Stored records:
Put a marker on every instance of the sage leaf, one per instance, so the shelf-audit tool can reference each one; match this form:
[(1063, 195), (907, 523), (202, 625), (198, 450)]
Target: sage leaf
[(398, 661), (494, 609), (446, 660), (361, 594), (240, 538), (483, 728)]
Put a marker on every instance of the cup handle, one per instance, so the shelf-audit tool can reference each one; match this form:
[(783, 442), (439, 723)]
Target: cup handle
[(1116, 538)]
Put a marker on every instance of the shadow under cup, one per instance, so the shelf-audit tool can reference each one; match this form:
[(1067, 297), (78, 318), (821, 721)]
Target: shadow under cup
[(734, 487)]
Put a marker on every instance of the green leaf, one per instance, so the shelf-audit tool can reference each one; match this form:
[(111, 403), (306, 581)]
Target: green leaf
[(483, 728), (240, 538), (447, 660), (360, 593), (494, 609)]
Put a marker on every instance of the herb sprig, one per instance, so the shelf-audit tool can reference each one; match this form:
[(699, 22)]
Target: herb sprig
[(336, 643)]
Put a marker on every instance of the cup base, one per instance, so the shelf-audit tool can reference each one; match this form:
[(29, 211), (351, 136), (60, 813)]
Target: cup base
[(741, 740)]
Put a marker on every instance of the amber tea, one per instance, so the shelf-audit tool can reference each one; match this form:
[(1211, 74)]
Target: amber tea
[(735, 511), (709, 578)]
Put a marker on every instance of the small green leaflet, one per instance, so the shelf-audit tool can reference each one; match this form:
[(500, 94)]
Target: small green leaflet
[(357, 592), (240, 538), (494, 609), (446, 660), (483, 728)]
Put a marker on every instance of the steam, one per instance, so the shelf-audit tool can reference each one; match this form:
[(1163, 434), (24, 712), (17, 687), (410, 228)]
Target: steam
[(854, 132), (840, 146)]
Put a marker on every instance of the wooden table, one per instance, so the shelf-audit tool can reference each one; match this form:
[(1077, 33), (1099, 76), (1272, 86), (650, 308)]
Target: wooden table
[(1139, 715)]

= What you have to do =
Begin with the line containing "Put a marker on every instance of the small" and repeat each line exactly until the records above end.

= Exercise answer =
Put a marker on every instance of the small green leaflet, one per instance, so the shelf-audit tool can reference each one; match this form:
[(500, 94)]
Target: small green leaflet
[(357, 592), (240, 538), (494, 609), (446, 660), (483, 728)]
Put a marker on every instance of the steam, one per instance, so the shelf-audit tool can reference each one; match this form:
[(1163, 434), (24, 712), (17, 687), (410, 228)]
Target: steam
[(854, 132), (840, 146)]
Put a marker on every instance of the wooden table, one per instance, so the shelf-audit tool can reference each one; match this form:
[(1077, 33), (1099, 76), (1272, 86), (650, 308)]
Target: wooden table
[(1139, 715)]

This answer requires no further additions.